EXTRACT TO READ
------------------------

OpenAI's CEO and CFO Are Telling Different IPO Stories. That's the Point.
There is a precise division of labor emerging inside OpenAI as the company approaches what may be the most anticipated public listing in technology history. Sam Altman is the face of the product. Sarah Friar is the face of the finances. And on the subject of when or whether OpenAI might go public, they are not quite saying the same thing.
Altman has been pushing for a Q4 2026 listing, The Information reported. Friar, by contrast, has spent months telling anyone who will listen that an IPO is not imminent. "IPO is not on the cards right now," she said at the Wall Street Journal's Tech Live conference in November. She has also told associates the target is 2027, with some advisers suggesting late 2026 as a possibility. The divergence is almost certainly deliberate.
This is a standard pre-IPO communications playbook. The CEO projects confidence and momentum. The CFO manages expectations downward so that when the S-1 finally lands, the numbers look like a pleasant surprise rather than a disappointment. Friar is doing CFO work. Altman is doing CEO work. Neither is lying. They are performing different roles in the same theater.
What makes this moment different from a simple he-said-she-said is the underlying constraint driving the timeline debate. That constraint is compute.

------------------------

REQUIRED TASKS
[A] In the article on OpenAI's IPO, at which event did Sarah Friar say an IPO is not on the cards right now?
[B] Copy out the stretch of the OpenAI IPO article from "There is a precise" through "the same thing.".

------------------------

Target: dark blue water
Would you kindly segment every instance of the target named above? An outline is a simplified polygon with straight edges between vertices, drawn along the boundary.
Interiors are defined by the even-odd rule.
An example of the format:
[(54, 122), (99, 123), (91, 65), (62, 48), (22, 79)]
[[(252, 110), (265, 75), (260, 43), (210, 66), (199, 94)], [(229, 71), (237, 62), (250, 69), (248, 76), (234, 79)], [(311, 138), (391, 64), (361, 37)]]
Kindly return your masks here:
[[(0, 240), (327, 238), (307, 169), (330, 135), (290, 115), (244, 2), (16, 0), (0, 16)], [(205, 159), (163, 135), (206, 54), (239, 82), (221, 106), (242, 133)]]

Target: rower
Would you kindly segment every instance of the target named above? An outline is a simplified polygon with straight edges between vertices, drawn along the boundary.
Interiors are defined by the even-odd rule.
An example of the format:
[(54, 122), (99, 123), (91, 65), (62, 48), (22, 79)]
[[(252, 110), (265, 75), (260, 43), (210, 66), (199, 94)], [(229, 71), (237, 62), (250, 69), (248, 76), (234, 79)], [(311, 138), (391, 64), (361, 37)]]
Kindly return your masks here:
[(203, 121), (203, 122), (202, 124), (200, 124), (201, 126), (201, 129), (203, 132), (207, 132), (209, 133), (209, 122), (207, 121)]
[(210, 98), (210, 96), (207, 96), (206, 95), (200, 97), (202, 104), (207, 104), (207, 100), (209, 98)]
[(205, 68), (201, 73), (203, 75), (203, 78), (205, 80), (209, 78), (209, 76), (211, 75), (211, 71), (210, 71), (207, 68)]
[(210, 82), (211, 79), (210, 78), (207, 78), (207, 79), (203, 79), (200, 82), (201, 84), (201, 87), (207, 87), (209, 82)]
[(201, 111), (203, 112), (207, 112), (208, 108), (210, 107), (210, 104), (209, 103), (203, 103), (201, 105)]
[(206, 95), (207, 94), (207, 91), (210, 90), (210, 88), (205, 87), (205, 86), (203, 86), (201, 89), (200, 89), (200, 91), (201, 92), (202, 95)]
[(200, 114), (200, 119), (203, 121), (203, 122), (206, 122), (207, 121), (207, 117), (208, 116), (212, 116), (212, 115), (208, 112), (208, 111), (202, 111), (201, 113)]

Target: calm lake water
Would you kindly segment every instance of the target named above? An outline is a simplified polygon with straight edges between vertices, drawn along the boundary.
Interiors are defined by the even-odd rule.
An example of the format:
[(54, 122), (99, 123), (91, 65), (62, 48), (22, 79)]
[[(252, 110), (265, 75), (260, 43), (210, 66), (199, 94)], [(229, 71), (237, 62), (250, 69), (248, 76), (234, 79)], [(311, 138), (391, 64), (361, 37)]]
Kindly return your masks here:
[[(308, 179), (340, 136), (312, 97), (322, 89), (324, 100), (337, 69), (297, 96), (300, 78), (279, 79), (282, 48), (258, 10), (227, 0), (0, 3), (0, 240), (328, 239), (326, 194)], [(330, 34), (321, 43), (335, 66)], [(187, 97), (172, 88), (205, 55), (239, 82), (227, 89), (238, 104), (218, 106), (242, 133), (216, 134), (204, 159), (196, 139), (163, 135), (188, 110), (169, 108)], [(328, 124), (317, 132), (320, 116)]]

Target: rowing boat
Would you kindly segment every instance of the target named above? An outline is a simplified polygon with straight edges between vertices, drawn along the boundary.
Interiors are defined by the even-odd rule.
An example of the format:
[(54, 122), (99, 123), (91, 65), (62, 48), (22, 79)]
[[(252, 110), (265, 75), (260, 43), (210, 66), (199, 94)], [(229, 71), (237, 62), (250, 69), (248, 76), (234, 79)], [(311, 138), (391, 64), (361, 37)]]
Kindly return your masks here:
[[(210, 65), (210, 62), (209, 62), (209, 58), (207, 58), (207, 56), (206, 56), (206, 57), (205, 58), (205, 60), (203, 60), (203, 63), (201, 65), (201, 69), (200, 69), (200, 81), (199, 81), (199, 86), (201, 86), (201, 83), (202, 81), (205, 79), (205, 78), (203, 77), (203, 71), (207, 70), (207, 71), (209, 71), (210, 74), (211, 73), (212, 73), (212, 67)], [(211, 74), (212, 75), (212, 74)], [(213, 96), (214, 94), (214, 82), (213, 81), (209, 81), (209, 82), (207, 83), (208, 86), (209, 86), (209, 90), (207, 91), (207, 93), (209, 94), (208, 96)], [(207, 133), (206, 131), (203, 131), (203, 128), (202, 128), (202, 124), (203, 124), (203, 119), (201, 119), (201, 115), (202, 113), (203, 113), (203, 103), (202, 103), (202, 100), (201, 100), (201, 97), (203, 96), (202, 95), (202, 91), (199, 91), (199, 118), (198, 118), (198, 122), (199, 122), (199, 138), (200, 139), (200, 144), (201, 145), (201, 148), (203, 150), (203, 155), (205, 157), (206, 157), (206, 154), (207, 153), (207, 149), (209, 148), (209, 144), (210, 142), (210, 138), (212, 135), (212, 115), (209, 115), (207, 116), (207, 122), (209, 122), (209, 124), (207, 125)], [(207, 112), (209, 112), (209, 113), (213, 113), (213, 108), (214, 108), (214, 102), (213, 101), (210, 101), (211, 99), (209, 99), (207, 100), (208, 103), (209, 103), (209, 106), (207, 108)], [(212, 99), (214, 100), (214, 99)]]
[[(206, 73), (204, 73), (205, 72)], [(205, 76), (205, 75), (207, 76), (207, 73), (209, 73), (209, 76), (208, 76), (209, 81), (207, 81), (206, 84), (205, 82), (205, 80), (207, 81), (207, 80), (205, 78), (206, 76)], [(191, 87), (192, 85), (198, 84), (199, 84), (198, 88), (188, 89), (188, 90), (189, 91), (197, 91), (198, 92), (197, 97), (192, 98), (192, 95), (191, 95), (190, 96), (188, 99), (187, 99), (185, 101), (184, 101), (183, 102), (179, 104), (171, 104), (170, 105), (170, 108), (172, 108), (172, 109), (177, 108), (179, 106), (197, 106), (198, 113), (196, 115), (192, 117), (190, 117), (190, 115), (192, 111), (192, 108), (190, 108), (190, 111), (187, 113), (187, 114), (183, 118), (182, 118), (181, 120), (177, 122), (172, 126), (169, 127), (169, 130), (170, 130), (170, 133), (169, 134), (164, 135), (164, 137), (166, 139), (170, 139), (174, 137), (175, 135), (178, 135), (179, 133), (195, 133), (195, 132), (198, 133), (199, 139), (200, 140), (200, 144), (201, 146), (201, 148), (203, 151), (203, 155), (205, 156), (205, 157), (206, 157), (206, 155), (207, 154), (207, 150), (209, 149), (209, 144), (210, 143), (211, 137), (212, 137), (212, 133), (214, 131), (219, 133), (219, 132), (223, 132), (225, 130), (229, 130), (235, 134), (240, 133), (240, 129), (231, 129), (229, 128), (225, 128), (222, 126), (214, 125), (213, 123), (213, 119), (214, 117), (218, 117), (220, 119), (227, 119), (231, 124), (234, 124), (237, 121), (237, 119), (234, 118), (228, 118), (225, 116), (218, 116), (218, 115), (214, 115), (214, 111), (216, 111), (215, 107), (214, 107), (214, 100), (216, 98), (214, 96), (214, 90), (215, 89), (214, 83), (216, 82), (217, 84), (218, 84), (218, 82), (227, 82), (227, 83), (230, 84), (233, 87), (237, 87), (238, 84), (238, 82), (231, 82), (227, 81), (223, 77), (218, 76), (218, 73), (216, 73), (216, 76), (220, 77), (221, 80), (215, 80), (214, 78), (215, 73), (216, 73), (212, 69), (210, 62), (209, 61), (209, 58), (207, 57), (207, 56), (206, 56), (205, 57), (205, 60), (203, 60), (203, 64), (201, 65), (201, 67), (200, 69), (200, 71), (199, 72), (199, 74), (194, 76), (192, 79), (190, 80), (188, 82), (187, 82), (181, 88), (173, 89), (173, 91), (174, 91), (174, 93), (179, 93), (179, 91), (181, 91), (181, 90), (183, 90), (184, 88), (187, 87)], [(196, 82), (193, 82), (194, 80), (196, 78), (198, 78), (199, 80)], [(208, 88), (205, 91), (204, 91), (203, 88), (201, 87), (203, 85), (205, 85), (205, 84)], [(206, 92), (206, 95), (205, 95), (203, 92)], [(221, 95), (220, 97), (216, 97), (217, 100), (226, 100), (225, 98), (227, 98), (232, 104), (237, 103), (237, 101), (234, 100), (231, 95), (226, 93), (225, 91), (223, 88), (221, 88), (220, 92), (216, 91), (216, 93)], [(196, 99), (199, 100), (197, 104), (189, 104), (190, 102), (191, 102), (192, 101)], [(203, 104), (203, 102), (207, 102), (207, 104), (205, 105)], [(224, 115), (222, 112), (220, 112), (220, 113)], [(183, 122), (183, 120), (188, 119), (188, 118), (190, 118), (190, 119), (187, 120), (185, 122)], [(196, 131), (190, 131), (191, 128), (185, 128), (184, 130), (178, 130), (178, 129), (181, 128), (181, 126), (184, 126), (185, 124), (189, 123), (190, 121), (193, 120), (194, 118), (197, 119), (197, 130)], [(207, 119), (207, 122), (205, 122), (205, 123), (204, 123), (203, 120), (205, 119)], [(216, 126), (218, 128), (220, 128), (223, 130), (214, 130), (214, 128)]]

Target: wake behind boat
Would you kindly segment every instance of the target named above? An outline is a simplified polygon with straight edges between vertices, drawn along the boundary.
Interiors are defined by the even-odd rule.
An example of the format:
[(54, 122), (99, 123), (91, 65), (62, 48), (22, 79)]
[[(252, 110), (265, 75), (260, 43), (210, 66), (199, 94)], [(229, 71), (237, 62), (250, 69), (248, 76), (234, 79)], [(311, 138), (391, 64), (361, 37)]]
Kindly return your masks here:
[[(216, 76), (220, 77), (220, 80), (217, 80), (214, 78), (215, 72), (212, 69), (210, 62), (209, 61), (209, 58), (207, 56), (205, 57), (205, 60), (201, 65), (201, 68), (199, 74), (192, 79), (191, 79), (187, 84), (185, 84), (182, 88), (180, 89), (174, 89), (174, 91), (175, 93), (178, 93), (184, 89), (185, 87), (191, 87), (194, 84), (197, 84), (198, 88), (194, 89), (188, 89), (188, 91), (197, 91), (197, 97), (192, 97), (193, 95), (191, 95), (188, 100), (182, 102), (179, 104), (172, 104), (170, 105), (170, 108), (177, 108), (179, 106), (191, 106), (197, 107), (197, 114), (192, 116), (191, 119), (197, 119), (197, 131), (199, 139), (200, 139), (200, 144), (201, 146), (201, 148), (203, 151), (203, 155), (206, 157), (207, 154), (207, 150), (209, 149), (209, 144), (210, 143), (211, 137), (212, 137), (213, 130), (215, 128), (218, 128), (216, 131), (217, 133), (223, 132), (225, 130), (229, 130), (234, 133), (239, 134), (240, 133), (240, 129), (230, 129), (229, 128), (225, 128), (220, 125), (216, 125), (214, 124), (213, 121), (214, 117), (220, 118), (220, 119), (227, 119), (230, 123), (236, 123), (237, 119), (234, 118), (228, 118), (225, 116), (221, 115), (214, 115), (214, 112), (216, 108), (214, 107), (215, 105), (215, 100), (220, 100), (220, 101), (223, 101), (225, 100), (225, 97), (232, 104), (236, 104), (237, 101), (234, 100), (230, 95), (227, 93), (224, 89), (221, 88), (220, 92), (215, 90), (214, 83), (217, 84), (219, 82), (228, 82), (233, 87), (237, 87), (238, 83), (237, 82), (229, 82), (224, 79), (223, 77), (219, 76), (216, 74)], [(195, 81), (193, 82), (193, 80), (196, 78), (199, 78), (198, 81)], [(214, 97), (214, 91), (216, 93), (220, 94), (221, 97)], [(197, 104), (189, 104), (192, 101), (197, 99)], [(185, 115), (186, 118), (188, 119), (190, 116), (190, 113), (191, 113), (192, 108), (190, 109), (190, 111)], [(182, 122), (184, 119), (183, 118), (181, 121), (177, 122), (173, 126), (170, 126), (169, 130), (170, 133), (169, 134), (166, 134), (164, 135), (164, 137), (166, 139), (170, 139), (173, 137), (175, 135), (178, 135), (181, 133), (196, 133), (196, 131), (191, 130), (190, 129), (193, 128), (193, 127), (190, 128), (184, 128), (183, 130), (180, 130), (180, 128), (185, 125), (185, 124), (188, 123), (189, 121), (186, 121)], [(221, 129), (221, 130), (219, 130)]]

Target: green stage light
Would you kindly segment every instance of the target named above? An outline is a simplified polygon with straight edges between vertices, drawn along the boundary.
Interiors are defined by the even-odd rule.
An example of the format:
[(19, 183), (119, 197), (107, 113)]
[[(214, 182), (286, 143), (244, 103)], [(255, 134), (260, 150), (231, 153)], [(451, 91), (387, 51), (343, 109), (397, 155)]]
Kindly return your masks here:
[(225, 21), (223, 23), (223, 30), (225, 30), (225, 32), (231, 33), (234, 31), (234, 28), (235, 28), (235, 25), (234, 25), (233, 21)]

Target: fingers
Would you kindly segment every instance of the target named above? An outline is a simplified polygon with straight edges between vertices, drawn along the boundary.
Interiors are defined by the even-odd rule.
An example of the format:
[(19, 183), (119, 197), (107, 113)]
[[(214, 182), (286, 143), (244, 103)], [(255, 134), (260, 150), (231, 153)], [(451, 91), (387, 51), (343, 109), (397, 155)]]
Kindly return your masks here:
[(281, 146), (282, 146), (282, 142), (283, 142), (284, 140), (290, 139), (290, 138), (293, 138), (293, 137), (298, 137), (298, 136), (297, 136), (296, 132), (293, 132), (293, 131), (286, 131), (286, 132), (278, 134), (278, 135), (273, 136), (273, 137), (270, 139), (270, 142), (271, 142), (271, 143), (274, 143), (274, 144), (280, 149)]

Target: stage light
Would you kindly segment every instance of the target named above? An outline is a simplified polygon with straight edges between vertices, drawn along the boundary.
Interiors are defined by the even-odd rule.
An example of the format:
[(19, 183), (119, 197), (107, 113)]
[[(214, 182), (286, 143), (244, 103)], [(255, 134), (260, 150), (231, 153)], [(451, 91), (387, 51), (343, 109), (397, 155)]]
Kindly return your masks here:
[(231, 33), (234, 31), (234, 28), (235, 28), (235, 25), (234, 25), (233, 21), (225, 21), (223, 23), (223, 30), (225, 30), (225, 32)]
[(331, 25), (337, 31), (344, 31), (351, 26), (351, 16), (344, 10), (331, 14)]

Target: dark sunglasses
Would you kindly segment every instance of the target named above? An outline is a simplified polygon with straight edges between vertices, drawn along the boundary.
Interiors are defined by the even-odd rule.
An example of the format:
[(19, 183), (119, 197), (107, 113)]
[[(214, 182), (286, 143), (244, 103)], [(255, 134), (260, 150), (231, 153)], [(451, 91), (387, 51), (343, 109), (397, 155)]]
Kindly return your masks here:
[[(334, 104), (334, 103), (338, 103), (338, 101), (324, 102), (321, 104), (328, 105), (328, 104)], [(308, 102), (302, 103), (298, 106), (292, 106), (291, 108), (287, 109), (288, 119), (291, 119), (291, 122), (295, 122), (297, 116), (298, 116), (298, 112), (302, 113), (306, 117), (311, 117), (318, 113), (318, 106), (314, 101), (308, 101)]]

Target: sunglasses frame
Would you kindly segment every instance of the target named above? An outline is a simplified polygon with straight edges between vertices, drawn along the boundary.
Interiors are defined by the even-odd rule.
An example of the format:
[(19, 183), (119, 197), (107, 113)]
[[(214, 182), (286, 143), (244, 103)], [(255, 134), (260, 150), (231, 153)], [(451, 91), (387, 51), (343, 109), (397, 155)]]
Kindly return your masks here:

------------------------

EXPECTED RESULTS
[A] She said it at the Wall Street Journal's Tech Live conference in November.

[B]
There is a precise division of labor emerging inside OpenAI as the company approaches what may be the most anticipated public listing in technology history. Sam Altman is the face of the product. Sarah Friar is the face of the finances. And on the subject of when or whether OpenAI might go public, they are not quite saying the same thing.